> _TASK PROMPT_
Would you restate all the data that follows, word for word?

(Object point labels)
▬▬▬

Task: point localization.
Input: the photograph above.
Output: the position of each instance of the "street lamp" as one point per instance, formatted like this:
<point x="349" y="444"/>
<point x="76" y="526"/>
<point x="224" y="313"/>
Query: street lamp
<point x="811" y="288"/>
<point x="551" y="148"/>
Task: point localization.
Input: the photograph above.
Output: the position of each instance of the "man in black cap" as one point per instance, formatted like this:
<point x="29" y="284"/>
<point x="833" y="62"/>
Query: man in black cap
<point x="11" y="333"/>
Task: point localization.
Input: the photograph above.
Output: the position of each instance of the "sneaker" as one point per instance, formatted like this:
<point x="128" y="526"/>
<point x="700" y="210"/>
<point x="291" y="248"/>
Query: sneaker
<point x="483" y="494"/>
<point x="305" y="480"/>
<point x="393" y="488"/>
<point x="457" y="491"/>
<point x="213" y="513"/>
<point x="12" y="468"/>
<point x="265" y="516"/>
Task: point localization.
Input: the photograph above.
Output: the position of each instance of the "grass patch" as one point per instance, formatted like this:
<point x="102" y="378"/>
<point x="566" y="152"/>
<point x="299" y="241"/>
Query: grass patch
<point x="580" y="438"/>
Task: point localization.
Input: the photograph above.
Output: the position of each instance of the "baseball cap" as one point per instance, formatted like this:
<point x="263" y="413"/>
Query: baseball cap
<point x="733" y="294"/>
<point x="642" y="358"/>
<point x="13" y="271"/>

▬▬▬

> _RESULT OF THIS TASK_
Task: point localization.
Input: the photograph above.
Output: the position of each instance of the "street lamp" as one point per instance, formatted like this:
<point x="349" y="444"/>
<point x="76" y="526"/>
<point x="224" y="313"/>
Query: street lamp
<point x="811" y="288"/>
<point x="551" y="148"/>
Task: point localization.
Input: the photograph above.
Output: the position of each instance of the "man in black cap" as one point per instance, formatted like this:
<point x="29" y="284"/>
<point x="833" y="62"/>
Query: man in black cap
<point x="11" y="333"/>
Task: point localization.
Input: the photograph above.
Output: the position of each instance of the "sneaker" as one point per instance, formatted like this:
<point x="128" y="526"/>
<point x="700" y="210"/>
<point x="291" y="248"/>
Query: sneaker
<point x="483" y="494"/>
<point x="305" y="480"/>
<point x="393" y="488"/>
<point x="457" y="491"/>
<point x="213" y="513"/>
<point x="12" y="468"/>
<point x="265" y="516"/>
Task: point localization.
Input: the photograph above.
Output: the position of each instance of the "grass patch" as one point per instance, formatted like this:
<point x="102" y="378"/>
<point x="566" y="152"/>
<point x="299" y="241"/>
Query: grass patch
<point x="580" y="438"/>
Task: point localization.
Input: the photograph above.
Output: the position of each instance of the "baseball cap" as one point per instance, formatted like this:
<point x="263" y="413"/>
Query: baseball cap
<point x="733" y="294"/>
<point x="642" y="358"/>
<point x="13" y="271"/>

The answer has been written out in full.